Exercise: Turn the material below into a JSON list of strings, one string for each line and no entries for blank lines.

>> Start Data for this exercise

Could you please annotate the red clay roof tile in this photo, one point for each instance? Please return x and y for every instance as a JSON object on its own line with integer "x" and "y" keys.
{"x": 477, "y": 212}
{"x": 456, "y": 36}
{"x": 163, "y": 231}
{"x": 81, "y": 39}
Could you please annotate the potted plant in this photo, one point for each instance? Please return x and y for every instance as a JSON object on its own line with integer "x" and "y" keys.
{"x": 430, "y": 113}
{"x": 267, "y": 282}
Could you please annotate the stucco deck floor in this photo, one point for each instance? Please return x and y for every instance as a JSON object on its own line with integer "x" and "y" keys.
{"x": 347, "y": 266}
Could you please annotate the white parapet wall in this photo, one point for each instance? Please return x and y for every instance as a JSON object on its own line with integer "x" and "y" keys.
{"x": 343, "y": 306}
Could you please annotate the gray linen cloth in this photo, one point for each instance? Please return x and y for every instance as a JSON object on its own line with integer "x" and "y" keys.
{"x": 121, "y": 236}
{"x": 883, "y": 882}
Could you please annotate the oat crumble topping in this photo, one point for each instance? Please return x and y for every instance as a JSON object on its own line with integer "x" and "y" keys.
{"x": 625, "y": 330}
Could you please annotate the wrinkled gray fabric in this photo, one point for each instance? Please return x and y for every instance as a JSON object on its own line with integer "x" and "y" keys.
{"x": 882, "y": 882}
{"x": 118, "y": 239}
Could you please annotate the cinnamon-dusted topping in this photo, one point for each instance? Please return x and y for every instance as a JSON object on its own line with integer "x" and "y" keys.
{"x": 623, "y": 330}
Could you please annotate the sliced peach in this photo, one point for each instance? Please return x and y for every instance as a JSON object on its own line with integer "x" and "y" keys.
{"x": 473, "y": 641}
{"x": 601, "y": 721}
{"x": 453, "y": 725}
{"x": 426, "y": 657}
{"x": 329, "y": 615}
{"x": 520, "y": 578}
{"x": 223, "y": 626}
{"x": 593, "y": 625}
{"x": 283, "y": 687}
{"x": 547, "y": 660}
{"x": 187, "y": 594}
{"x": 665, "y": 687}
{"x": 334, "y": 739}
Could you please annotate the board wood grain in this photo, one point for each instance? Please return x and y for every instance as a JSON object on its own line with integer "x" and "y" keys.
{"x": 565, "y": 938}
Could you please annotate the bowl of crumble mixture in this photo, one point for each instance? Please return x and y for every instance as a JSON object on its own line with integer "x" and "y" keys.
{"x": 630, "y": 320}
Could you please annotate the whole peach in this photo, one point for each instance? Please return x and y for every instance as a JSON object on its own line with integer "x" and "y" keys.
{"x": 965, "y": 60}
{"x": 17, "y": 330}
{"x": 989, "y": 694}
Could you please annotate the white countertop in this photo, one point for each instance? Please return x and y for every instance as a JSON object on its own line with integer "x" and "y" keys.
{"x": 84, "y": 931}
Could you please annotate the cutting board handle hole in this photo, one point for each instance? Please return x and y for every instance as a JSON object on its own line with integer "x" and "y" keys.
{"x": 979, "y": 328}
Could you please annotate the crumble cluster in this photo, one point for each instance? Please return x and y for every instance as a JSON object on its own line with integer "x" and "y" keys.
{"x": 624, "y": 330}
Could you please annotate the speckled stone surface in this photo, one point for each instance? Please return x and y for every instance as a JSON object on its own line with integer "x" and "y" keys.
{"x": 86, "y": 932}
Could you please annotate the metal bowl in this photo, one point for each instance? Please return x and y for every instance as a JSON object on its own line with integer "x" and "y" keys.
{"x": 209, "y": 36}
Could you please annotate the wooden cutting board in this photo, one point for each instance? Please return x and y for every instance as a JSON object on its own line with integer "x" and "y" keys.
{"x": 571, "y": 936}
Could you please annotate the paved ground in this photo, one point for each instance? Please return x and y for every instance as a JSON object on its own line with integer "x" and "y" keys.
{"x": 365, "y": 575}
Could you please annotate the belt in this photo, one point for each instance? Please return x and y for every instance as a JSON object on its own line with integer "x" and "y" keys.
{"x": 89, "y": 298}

>> End Data for this exercise

Exercise solution:
[
  "Could you please annotate the red clay roof tile in this photo, one point for each instance? Please return x and y for every instance as a JSON object on its own line with integer \"x\" and \"y\" keys.",
  "{\"x\": 477, \"y\": 212}",
  "{\"x\": 456, \"y\": 36}",
  "{\"x\": 163, \"y\": 231}",
  "{\"x\": 81, \"y\": 39}",
  "Could you please annotate the potted plant in this photo, one point for each instance? Please return x and y for every instance as a JSON object on its own line with integer \"x\" and \"y\" keys.",
  "{\"x\": 430, \"y\": 113}",
  "{\"x\": 267, \"y\": 282}",
  "Could you please annotate the stucco deck floor in this photo, one point for each instance? Please return x and y for every instance as a JSON object on its own line with integer \"x\" and \"y\" keys.",
  "{\"x\": 347, \"y\": 266}",
  "Could you please annotate the white parapet wall in this photo, one point for each instance? Please return x and y for every instance as a JSON object on its own line with integer \"x\" and \"y\" keys.",
  "{\"x\": 343, \"y\": 306}",
  "Could you please annotate the gray linen cloth in this photo, one point for each instance? Please return x and y for every instance as a JSON object on its own line with integer \"x\" and \"y\" keys.",
  "{\"x\": 121, \"y\": 236}",
  "{\"x\": 883, \"y\": 882}",
  "Could you please annotate the oat crumble topping in this photo, one point for each instance? Please return x and y for every instance as a JSON object on its own line with integer \"x\" and \"y\" keys.",
  "{\"x\": 625, \"y\": 330}",
  "Could you please annotate the wrinkled gray fabric in this photo, one point for each instance? Please return x and y for every instance as a JSON object on its own line with integer \"x\" and \"y\" keys.",
  "{\"x\": 882, \"y\": 882}",
  "{\"x\": 118, \"y\": 239}",
  "Could you please annotate the cinnamon-dusted topping in this photo, one point for each instance? Please return x and y for every instance as a JSON object on its own line with integer \"x\" and \"y\" keys.",
  "{\"x\": 623, \"y\": 330}",
  "Could you please annotate the sliced peach in this photo, one point for each instance? Please return x and y for every instance as a JSON object on its own line with integer \"x\" and \"y\" keys.",
  "{\"x\": 473, \"y\": 641}",
  "{\"x\": 601, \"y\": 721}",
  "{\"x\": 453, \"y\": 725}",
  "{\"x\": 426, \"y\": 657}",
  "{\"x\": 329, \"y\": 615}",
  "{\"x\": 520, \"y\": 578}",
  "{\"x\": 223, \"y\": 626}",
  "{\"x\": 593, \"y\": 625}",
  "{\"x\": 283, \"y\": 687}",
  "{\"x\": 547, \"y\": 660}",
  "{\"x\": 187, \"y\": 594}",
  "{\"x\": 665, \"y\": 687}",
  "{\"x\": 334, \"y\": 739}",
  "Could you please annotate the board wood grain in this photo, one point for each instance? Please return x and y for every instance as a JSON object on its own line with integer \"x\" and \"y\" keys.",
  "{\"x\": 565, \"y\": 938}",
  "Could you please annotate the bowl of crumble mixture in this photo, one point for each instance? Please return x and y for every instance as a JSON object on its own line with integer \"x\" and \"y\" keys.",
  "{\"x\": 630, \"y\": 320}",
  "Could you please annotate the whole peach in this photo, one point for each instance? Please return x and y for every instance as a JSON object on its own line with integer \"x\" and \"y\" keys.",
  "{\"x\": 965, \"y\": 60}",
  "{\"x\": 17, \"y\": 330}",
  "{\"x\": 989, \"y\": 694}",
  "Could you please annotate the white countertop in this photo, one point for each instance? Please return x and y for every instance as a JSON object on its own line with integer \"x\" and \"y\" keys.",
  "{\"x\": 84, \"y\": 931}",
  "Could you please annotate the cutting board handle hole in this photo, one point for each instance? Please return x and y for every instance as a JSON object on its own line with integer \"x\" and \"y\" keys.",
  "{\"x\": 979, \"y\": 328}",
  "Could you please annotate the crumble cluster in this photo, one point for each instance? Please return x and y for every instance as a JSON object on its own line with integer \"x\" and \"y\" keys.",
  "{\"x\": 624, \"y\": 330}",
  "Could you please annotate the speckled stone surface in this photo, one point for each instance? Please return x and y for every instance as a JSON object on its own line with integer \"x\" and \"y\" keys.",
  "{\"x\": 86, \"y\": 932}",
  "Could you please annotate the metal bowl in this photo, one point for each instance? Please return x and y for every instance as a JSON object on its own line with integer \"x\" and \"y\" keys.",
  "{\"x\": 209, \"y\": 36}",
  "Could you please annotate the wooden cutting board in this photo, one point for each instance? Please return x and y for every instance as a JSON object on its own line with integer \"x\" and \"y\" keys.",
  "{\"x\": 571, \"y\": 936}",
  "Could you please annotate the paved ground in this photo, one point for each instance? Please return x and y for every instance as a JSON object on its own line with integer \"x\" and \"y\" keys.",
  "{\"x\": 365, \"y\": 575}",
  "Could you please annotate the belt in this photo, one point for each instance? Please return x and y for every instance as a JSON object on its own line with integer \"x\" and \"y\" keys.",
  "{\"x\": 89, \"y\": 298}"
]